Texte proposé

==================================================

Selon la matière traitée, elles se subdivisent comme suit.

Les romans classiques

Les romans classiques sont des récits aux couleurs particulièrement médiévales, plein d’anachronismes. D’anciens héros classiques, comme Énée, les Troyens ou Alexandre, y sont représentés comme des chevaliers courtois et distingués. Hendrik van Veldeke écrivit ainsi son Eneïde, achevé avant 1190 et transmis dans une version en moyen haut-allemand, raison pour laquelle on a parfois contesté l'assertion, généralement acceptée, que le roman avait été rédigé, à l'origine, en moyen néerlandais. Aussi loin dans le temps qu’au milieu du XIIIe siècle, Jacob van Maerlant écrivit les Alexanders Geesten (gestes d'Alexandre) et l’Historie van Troyen (l’histoire de Troie).

Les romans celto-britanniques

Les romans celto-britanniques ou anglo-saxons sont des récits qui se déroulent dans une Bretagne imaginaire. Les thèmes développés sont ceux du roi Arthur (un dirigeant des Britanniques au VIe siècle et ses chevaliers de la Table ronde, et le Graal (la coupe ou le calice de la Cène, conservé au château du Graal).

Un ouvrage original de ce genre est le Walewein (Gauvain), commencé par Penninc et complété par Pieter Vostaert. Le roman de Ferguut est également reconnu pour ses grandes qualités.

Les romans orientaux

Les romans dits « orientaux » incorporent des éléments que l'on pourrait qualifier d’orientalistes, provenant de Byzance, d'Arabie, de Babylone et d'Italie. Ils sont plus intimes que les précédents : les aventures progressent dans le contexte de l’amour (minne). Le chef-d'œuvre du genre est Floris ende Blanceflour. Du Parthenopeus van Bloys, adaptation de Partonopeus de Blois, ne subsistent que des fragments.

==================================================

Matériel

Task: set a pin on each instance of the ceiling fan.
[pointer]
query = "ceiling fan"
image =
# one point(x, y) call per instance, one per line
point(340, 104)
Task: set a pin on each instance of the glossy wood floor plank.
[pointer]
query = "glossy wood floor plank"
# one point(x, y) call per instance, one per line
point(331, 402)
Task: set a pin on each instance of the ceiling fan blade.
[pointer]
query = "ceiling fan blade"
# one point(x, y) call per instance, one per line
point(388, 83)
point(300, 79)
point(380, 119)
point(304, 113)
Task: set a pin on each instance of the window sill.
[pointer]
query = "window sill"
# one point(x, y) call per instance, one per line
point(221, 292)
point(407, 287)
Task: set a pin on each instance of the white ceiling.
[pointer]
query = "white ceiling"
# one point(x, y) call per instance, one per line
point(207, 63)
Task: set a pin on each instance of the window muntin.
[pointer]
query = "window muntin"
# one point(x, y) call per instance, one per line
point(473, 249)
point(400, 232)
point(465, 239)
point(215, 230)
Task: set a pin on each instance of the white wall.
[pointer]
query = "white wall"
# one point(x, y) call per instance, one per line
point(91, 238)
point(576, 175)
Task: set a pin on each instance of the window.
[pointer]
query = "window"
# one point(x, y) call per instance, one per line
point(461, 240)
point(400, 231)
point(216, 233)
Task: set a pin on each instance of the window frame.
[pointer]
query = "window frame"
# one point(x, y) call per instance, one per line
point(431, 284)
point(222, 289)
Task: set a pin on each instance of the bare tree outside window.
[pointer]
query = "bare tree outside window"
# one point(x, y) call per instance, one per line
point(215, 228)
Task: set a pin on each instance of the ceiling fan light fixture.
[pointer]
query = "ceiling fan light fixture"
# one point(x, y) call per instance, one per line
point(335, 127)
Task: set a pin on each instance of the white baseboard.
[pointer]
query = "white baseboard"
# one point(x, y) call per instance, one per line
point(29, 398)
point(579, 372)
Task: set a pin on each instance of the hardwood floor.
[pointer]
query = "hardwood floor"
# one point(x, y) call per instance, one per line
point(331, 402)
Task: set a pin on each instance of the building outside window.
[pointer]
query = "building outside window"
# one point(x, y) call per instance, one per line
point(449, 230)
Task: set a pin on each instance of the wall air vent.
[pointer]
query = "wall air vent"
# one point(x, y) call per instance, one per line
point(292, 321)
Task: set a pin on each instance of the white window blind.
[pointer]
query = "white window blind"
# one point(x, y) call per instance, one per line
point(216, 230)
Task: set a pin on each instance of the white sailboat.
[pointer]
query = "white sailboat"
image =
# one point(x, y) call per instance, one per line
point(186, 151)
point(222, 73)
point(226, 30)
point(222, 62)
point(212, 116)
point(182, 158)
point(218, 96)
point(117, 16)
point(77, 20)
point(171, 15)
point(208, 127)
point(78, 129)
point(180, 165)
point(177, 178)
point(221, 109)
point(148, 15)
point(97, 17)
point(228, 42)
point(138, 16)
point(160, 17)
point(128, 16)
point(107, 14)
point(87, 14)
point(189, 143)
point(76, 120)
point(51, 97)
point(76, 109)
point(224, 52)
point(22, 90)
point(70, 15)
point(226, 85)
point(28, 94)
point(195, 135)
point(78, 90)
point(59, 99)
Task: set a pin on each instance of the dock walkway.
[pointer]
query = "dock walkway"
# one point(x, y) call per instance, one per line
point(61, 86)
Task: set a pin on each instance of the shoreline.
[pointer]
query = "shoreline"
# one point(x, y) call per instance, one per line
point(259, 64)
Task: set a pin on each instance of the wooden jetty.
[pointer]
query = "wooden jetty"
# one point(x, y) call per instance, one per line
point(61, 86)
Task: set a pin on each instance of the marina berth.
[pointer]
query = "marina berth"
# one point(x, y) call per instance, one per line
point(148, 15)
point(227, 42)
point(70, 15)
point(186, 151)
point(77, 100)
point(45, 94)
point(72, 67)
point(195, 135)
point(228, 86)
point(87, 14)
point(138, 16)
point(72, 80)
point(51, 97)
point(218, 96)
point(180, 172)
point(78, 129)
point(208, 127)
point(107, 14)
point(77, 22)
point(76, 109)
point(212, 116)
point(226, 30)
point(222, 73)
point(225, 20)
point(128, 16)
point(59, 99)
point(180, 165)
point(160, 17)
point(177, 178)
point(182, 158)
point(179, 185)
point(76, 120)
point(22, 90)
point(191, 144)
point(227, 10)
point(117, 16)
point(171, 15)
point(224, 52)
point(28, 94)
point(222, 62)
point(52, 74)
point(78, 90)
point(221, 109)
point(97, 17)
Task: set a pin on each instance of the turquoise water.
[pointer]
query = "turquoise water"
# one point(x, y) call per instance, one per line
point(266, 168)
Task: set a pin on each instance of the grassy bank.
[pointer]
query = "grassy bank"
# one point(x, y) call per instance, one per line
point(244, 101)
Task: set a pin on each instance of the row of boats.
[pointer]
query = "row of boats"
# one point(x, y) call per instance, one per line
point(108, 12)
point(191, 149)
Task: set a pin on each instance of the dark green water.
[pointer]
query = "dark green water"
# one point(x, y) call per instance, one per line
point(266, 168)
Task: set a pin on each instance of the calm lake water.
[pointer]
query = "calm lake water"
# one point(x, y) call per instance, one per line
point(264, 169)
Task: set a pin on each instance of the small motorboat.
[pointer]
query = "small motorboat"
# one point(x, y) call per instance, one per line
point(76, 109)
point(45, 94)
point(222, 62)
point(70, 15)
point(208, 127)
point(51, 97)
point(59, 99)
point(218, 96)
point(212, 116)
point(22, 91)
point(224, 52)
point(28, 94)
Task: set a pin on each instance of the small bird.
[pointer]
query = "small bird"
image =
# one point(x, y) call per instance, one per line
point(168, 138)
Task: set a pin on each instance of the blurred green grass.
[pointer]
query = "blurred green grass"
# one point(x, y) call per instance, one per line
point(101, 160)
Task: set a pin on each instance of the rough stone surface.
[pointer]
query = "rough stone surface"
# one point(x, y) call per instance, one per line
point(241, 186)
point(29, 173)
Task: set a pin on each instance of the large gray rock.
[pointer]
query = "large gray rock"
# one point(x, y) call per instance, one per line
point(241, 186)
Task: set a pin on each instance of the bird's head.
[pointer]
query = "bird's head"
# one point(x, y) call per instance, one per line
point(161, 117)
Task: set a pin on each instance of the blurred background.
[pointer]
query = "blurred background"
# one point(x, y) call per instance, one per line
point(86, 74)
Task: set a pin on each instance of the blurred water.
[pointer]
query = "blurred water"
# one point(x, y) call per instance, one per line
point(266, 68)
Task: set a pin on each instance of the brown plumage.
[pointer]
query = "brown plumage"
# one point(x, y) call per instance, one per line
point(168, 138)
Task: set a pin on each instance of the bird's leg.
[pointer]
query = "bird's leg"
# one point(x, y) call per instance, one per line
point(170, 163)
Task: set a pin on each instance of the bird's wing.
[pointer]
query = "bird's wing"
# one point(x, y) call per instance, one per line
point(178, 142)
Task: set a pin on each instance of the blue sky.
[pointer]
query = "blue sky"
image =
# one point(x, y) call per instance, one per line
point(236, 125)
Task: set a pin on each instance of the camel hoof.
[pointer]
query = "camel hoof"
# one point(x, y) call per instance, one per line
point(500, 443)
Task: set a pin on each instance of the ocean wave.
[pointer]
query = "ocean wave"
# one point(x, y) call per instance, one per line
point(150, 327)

==================================================

Consigne
Récrivez sous forme de liste le paragraphe du texte proposé qui commence par « Les romans dits », en conservant ses informations essentielles.

Résultat
- Éléments qualifiés d'orientalistes, venus de Byzance, d'Arabie, de Babylone et d'Italie
- Récits plus intimes que les précédents : les aventures progressent dans le contexte de l'amour (minne)
- Chef-d'œuvre du genre : Floris ende Blanceflour
- Parthenopeus van Bloys, adaptation de Partonopeus de Blois : il n'en subsiste que des fragments